* Written problem *
In this exercise, reproduce all the entries that follow exactly.

Start of Entries shown

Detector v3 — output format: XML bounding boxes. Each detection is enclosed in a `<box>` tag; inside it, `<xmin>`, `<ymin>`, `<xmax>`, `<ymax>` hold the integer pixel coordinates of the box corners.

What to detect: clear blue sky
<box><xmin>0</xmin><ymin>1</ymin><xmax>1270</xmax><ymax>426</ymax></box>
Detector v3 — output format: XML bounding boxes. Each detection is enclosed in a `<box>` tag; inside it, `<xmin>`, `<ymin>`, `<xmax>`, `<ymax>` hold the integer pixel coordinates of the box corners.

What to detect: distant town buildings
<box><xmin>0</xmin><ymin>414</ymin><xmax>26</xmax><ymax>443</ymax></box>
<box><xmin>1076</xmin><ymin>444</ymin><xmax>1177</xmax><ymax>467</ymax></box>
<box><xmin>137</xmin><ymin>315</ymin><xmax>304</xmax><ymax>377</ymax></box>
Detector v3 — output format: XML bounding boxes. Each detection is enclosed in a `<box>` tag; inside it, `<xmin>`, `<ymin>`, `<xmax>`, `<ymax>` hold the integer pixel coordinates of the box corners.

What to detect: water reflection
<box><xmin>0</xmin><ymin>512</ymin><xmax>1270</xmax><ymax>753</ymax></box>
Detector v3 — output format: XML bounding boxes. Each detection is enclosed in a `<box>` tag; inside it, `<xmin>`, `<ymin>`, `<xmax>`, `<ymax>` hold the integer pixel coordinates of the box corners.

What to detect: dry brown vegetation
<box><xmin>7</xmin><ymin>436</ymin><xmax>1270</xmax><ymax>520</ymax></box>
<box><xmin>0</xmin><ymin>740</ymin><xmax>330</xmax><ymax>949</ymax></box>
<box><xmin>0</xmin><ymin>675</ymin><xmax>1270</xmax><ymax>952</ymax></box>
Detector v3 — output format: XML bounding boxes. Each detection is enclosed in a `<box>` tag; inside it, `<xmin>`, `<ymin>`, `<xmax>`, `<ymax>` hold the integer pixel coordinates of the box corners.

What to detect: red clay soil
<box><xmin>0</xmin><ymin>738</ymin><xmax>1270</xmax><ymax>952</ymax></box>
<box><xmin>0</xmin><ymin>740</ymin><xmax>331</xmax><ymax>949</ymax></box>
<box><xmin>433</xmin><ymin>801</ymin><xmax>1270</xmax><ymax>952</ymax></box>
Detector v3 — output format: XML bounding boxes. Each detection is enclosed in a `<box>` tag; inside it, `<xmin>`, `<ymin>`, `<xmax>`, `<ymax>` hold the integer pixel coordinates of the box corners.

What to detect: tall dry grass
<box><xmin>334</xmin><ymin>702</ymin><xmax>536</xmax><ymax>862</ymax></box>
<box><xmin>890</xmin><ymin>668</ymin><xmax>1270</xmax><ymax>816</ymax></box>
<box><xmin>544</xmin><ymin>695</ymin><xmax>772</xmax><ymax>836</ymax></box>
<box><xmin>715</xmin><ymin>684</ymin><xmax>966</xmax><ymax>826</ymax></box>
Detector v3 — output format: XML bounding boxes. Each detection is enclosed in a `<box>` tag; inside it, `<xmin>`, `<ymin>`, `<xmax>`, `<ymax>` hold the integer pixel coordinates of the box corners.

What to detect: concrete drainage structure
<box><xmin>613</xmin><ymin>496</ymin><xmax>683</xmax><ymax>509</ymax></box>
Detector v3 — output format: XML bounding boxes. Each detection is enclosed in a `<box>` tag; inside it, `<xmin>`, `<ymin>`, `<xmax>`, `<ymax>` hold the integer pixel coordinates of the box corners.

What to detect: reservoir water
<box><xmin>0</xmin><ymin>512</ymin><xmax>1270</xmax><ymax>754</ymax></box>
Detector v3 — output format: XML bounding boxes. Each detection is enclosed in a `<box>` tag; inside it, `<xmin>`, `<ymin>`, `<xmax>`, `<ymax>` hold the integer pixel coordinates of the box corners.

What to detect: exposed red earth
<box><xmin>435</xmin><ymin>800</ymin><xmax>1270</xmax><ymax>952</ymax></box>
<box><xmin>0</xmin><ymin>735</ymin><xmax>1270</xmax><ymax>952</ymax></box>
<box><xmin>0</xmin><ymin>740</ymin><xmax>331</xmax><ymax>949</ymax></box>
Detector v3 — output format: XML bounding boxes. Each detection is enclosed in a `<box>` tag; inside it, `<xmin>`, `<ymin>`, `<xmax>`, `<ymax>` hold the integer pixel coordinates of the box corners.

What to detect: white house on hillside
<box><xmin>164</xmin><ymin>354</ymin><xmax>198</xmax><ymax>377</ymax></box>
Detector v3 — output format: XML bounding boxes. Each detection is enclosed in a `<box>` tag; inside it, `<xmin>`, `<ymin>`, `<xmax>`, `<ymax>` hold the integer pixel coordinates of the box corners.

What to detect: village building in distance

End of Entries shown

* Written response *
Detector v3 — output format: XML bounding boxes. Each detection is enclosed in a `<box>` tag; inside it, `<xmin>`, `<ymin>`, `<xmax>`, `<ymax>` hold the integer pixel coordinates of the box corners.

What to detect: clear blue sky
<box><xmin>0</xmin><ymin>1</ymin><xmax>1270</xmax><ymax>426</ymax></box>
Detector v3 — output format: XML bounding boxes. Each detection is enclosed in a `<box>` tag; inside it, `<xmin>`, `<ymin>`, `<xmax>`, `<ymax>` hold the integer pixel coordinates of the box corners.

What to detect: distant town buildings
<box><xmin>0</xmin><ymin>414</ymin><xmax>26</xmax><ymax>443</ymax></box>
<box><xmin>1076</xmin><ymin>444</ymin><xmax>1177</xmax><ymax>467</ymax></box>
<box><xmin>137</xmin><ymin>315</ymin><xmax>304</xmax><ymax>377</ymax></box>
Detector v3 — output format: XML bounding boxes. Each detection is enclosed in a `<box>` tag; inside it, `<xmin>`, `<ymin>`, `<xmax>`, `<ymax>` hold the integer pixel coordinates of the box corners.

What to detect: water reflection
<box><xmin>0</xmin><ymin>512</ymin><xmax>1270</xmax><ymax>753</ymax></box>
Detector v3 — output format: XML bounding boxes. Each detection is enclosed in a `<box>` tag; inside it, `<xmin>`, `<ymin>`, `<xmax>`, `<ymax>` hold the integer pixel coordinates of the box corners.

What to detect: dry brown vegetation
<box><xmin>7</xmin><ymin>436</ymin><xmax>1270</xmax><ymax>520</ymax></box>
<box><xmin>0</xmin><ymin>740</ymin><xmax>330</xmax><ymax>949</ymax></box>
<box><xmin>0</xmin><ymin>675</ymin><xmax>1270</xmax><ymax>952</ymax></box>
Detector v3 — output format: XML bounding boxes. Each detection is enclosed in a `<box>` tag; inside it, `<xmin>`, `<ymin>`, `<xmax>`, `<ymax>` hold the integer pixel coordinates of the box corners.

What to detect: red clay soil
<box><xmin>0</xmin><ymin>738</ymin><xmax>1270</xmax><ymax>952</ymax></box>
<box><xmin>0</xmin><ymin>740</ymin><xmax>331</xmax><ymax>949</ymax></box>
<box><xmin>433</xmin><ymin>801</ymin><xmax>1270</xmax><ymax>952</ymax></box>
Detector v3 — output format: XML bounding boxes. Each detection is enclosed in a `<box>` tag; inside it, `<xmin>`, `<ymin>`, `<xmax>`, `<ymax>` hold the integer pixel coordinates of the box corners.

What to detect: tall dry grass
<box><xmin>334</xmin><ymin>702</ymin><xmax>536</xmax><ymax>862</ymax></box>
<box><xmin>890</xmin><ymin>668</ymin><xmax>1270</xmax><ymax>816</ymax></box>
<box><xmin>544</xmin><ymin>695</ymin><xmax>772</xmax><ymax>836</ymax></box>
<box><xmin>715</xmin><ymin>684</ymin><xmax>966</xmax><ymax>826</ymax></box>
Detector v3 — output format: XML bounding boxes. Each detection is enclosed in a `<box>` tag; inside it, `<xmin>`, `<ymin>`, `<xmax>`, `<ymax>` hold the integer pixel coordinates of the box corners.

What to detect: concrete drainage structure
<box><xmin>613</xmin><ymin>496</ymin><xmax>683</xmax><ymax>509</ymax></box>
Detector v3 — output format: XML bounding boxes. Each detection is enclosed in a `<box>` tag; inside it, `<xmin>`, `<ymin>`, `<xmax>`, `<ymax>` hold the integer pixel coordinates of the box corners.

What to detect: reservoir water
<box><xmin>0</xmin><ymin>512</ymin><xmax>1270</xmax><ymax>754</ymax></box>
Detector v3 — output format: XML bounding boxes. Each detection is enclosed in a `<box>` tag; inside it, `<xmin>`, `<ymin>`, `<xmax>`, `<ymax>` hold the integer pixel coordinates of the box corners.

What to detect: exposed red earth
<box><xmin>435</xmin><ymin>800</ymin><xmax>1270</xmax><ymax>952</ymax></box>
<box><xmin>0</xmin><ymin>735</ymin><xmax>1270</xmax><ymax>952</ymax></box>
<box><xmin>0</xmin><ymin>740</ymin><xmax>331</xmax><ymax>949</ymax></box>
Detector v3 — output format: XML bounding boxes. Each detection is enclosed in a `<box>` tag; inside it, `<xmin>`, `<ymin>`, `<xmax>`, `<ymax>` hold the integer pixel coordinates of the box corners.

What to detect: white house on hillside
<box><xmin>164</xmin><ymin>354</ymin><xmax>198</xmax><ymax>377</ymax></box>
Detector v3 — output format: XML bounding boxes. Each detection is enclosed in a `<box>` tag; inside it, `<xmin>`, `<ymin>`, `<xmax>`, `<ymax>` hold the integer pixel coordinates of the box corners.

What to detect: village building in distance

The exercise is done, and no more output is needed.